BEGIN ENTRIES PROVIDED

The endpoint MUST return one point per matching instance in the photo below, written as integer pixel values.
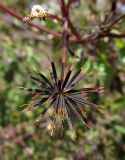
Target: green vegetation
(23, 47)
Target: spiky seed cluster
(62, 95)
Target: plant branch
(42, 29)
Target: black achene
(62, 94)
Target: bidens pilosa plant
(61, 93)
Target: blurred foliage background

END ENTRIES PROVIDED
BEGIN ENTRIES PROVIDED

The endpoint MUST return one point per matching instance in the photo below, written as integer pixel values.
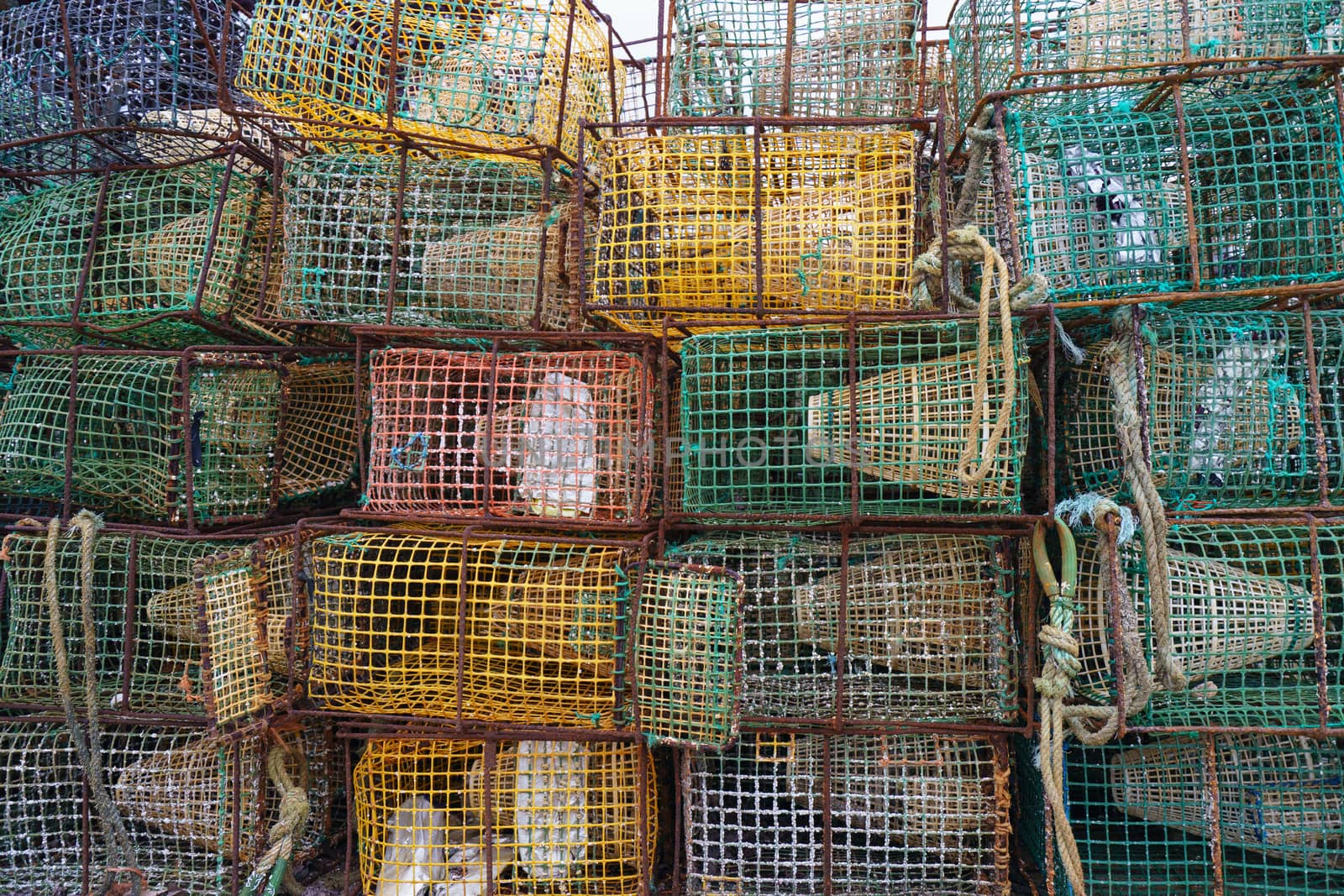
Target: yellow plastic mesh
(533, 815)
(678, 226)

END ENTRIES PROVIDED

▶ GOAL
Starting at the line that has "Target: bidens pilosa plant" and ending after the line that has "Target: blurred foliage background", copy those records again, swapping "blurred" for "hazy" and keeping everything else the same.

▶ TASK RESULT
Target: bidens pilosa plant
(61, 93)
Target: hazy foliage background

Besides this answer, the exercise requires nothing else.